**PROMPT A:**
Decide whether each statement below agrees with the Renfield review, answering yes or no and quoting the review's deciding words: (i) Vampire's Kiss was a hit at the box office. (ii) In this film, eating bugs gives Renfield super-strength. (iii) Rebecca Quincy is a police officer in New Orleans.
**PROMPT B:**
Please write the next part of the Renfield review, picking up after its last sentence.

**SELECTED PASSAGE:**
>>>

Renfield review – gory fun as Nicolas Cage gets his teeth into Dracula

This starry vampire caper borrows from the best bits of Hollywood monster movies and features some truly resplendent gore, but its tone and its morals are a bit off

The 1988 movie Vampire’s Kiss, about a lonely lothario with delusions of vampirism, may have flopped at the box office, but it did help establish Nicolas Cage’s idiosyncratic performance style. Perhaps inevitably, he has now brought his eye-popping instincts and shouty charisma to the role of Count Dracula – with most pleasing results.

Cage’s Dracula doesn’t have top billing here, however; that goes to his longtime servant, played as a meek-but-mighty Englishman by Nicholas Hoult. In this modern-day telling, Renfield’s bug-eating is the source of his super-strength, not a mark of madness, and he wants out of what he sees as an abusive relationship with his over-demanding boss. But his breaking free is complicated by a blossoming romance with Rebecca Quincy (Awkwafina), a New Orleans cop determined to bring a local crime family to justice.

<<<

**GIVEN ENTRIES:**
>>>

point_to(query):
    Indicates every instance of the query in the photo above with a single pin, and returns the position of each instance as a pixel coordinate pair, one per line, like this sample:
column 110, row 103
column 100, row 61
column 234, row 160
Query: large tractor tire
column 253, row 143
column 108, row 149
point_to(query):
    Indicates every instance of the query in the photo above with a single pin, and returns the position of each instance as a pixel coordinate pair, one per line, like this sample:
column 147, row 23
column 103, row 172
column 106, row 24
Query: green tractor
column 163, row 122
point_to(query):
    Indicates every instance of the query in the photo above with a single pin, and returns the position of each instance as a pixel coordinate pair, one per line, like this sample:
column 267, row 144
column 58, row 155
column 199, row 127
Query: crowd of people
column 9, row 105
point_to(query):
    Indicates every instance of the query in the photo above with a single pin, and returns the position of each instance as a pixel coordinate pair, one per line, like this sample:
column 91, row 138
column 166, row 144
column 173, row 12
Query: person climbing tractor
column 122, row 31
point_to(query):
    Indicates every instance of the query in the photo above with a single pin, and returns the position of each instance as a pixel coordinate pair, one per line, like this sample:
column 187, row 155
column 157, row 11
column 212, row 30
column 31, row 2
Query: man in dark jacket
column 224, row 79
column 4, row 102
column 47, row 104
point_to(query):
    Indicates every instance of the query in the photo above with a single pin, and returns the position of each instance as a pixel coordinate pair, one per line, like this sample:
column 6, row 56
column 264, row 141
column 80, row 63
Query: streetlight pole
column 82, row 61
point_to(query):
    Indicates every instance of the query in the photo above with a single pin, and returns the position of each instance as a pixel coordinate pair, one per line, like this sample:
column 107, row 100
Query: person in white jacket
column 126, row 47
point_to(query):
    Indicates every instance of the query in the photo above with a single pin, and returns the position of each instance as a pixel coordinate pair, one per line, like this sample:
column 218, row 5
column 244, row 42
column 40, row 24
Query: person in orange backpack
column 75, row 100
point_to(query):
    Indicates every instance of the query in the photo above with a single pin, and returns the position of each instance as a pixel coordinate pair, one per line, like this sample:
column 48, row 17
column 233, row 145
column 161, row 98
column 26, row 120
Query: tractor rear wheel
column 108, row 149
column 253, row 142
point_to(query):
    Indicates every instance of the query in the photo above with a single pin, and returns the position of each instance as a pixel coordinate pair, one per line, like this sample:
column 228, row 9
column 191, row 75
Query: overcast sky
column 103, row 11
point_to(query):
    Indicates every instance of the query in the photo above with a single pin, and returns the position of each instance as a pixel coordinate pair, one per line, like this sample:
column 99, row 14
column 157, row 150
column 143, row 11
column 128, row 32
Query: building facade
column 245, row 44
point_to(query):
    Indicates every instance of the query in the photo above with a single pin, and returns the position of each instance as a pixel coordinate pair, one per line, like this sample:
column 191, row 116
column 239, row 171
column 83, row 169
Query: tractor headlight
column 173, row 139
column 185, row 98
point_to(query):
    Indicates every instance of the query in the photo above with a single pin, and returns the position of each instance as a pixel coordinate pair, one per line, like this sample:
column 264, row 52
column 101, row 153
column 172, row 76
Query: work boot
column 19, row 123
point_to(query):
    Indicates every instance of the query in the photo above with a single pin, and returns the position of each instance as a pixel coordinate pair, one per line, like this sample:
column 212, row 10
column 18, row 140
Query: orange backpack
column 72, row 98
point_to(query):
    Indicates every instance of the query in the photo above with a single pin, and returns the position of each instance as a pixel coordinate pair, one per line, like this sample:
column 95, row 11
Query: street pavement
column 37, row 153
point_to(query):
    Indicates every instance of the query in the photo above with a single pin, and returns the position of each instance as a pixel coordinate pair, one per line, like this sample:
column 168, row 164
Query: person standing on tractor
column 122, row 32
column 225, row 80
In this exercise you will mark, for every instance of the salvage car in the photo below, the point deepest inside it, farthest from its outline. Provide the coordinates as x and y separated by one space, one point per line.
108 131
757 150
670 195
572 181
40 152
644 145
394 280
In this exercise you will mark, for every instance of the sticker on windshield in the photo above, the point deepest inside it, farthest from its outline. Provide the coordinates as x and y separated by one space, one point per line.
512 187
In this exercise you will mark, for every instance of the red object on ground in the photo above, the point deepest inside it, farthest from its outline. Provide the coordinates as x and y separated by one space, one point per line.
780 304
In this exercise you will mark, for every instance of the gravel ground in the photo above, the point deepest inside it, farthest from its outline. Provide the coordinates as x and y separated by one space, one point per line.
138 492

<<<

**ANSWER SPACE A:**
(i) No: "may have flopped at the box office"
(ii) Yes: "Renfield’s bug-eating is the source of his super-strength"
(iii) Yes: "a New Orleans cop determined to bring a local crime family to justice"

**ANSWER SPACE B:**
In this way, Renfield efficiently sucks only the best and bloodiest lore from decades of Hollywood monster movies. A black-and-white preamble, in the stye of Bela Lugosi’s 1930s heyday, nicely sets up the master-servant relationship, while the whole “lifeforce-draining monster” metaphor is comically reinvented for Renfield’s therapy support group for victims of narcissistic personalities. (So very What We Do in the Shadows.)

As you’d expect from a movie originated by Robert Kirkman of The Walking Dead zombie franchise, Renfield is also resplendent in gore. Dracula’s grotesque visage – decaying in reverse as he gathers strength – is a prosthetics triumph, and in one fight scene our hero rips an opponent’s arms from his torso then uses the severed limbs as clubs to batter his next victim. Cool!

This may be all good clean comedy-horror fun, but more unintentionally stomach-turning is Renfield’s carefree depiction of gun violence in a period when real-life US shooting deaths are soaring. Gun massacres are fine in this film, but snogging? Not so much. In fact, Renfield is so coy that romantic leads Awkwafina and Hoult barely even hold hands. “Don’t make it a sexual thing,” is Dracula’s prim instruction after requesting a busload of cheerleaders to feast on, and, as usual, Renfield meekly complies.

• Renfield is released on 14 April in the UK and US, and 25 May in Australia.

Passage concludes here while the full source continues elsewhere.